Study material
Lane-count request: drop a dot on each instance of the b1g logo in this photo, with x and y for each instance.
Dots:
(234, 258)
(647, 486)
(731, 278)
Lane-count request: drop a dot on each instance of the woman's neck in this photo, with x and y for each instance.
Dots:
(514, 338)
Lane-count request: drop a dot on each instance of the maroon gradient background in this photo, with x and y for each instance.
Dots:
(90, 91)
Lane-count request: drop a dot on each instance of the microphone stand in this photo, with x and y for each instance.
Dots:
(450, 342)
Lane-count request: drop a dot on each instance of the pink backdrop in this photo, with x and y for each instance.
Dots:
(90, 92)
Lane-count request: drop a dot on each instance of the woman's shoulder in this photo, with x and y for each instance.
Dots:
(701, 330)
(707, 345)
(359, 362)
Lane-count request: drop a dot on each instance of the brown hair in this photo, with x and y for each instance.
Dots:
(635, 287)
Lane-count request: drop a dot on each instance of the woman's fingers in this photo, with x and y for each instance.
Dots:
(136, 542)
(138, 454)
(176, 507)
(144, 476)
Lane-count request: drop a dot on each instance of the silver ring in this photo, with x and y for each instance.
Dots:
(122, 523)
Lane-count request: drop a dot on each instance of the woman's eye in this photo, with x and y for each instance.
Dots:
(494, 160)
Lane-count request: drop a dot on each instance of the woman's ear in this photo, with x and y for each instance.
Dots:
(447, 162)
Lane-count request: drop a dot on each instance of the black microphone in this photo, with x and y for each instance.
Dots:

Aim of the task
Write the records out again. Each one must match exactly.

Expected answer
Lane-count request: drop a dot on each instance of the b1g logo in this photo, with x and y for each instance.
Dots:
(234, 258)
(647, 486)
(731, 278)
Lane-count request: drop a dot on each instance of the woman's neck in this photo, with x and y for each instance.
Dots:
(514, 338)
Lane-count request: drop a dot on each instance of the maroon gradient background in this photo, with x and y for each instance.
Dots:
(90, 91)
Lane-count request: drop a dot on each instance of the microphone stand in this photo, with x and y for each instance.
Dots:
(450, 342)
Lane-count request: drop a dot on each instance of the pink backdrop in this photo, with x and y for each instance.
Dots:
(90, 92)
Lane-count request: drop a dot on each instance of the woman's shoulder in this photo, with x and y for each instance.
Dots:
(701, 330)
(707, 345)
(359, 362)
Lane-count request: drop a dot on each instance of the brown hair in this photo, with x and y for each instance.
Dots:
(635, 287)
Lane-count request: drop a dot on each instance of the woman's fingers in this photo, with x and y for each instance.
Dots:
(136, 542)
(138, 454)
(176, 507)
(144, 476)
Lane-count request: drop a dot on each instance of the silver ring in this photo, with x and y for each instance.
Dots:
(122, 523)
Lane-count request: drop a dot on each instance of the woman's eye in this photo, with x and y for each instance.
Dots:
(494, 160)
Lane-count request: drop a dot on each instance of the woman's ear in this photo, with x and y for each instance.
Dots:
(447, 162)
Lane-count request: drop a dot on each instance of the black microphone in this photo, with x and y for each instance.
Dots:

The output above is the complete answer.